# [Description of the task]
Repeat each record below exactly as it is written.

# [Natural language region descriptions]
____________________
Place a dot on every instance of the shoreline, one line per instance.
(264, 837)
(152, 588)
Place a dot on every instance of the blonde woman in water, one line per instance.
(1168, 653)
____________________
# [Solution to the exercise]
Place a dot on every instance of the shoreline, one line per instance.
(264, 837)
(152, 588)
Place a dot on every instance of the blonde woman in water, one line per instance.
(1168, 653)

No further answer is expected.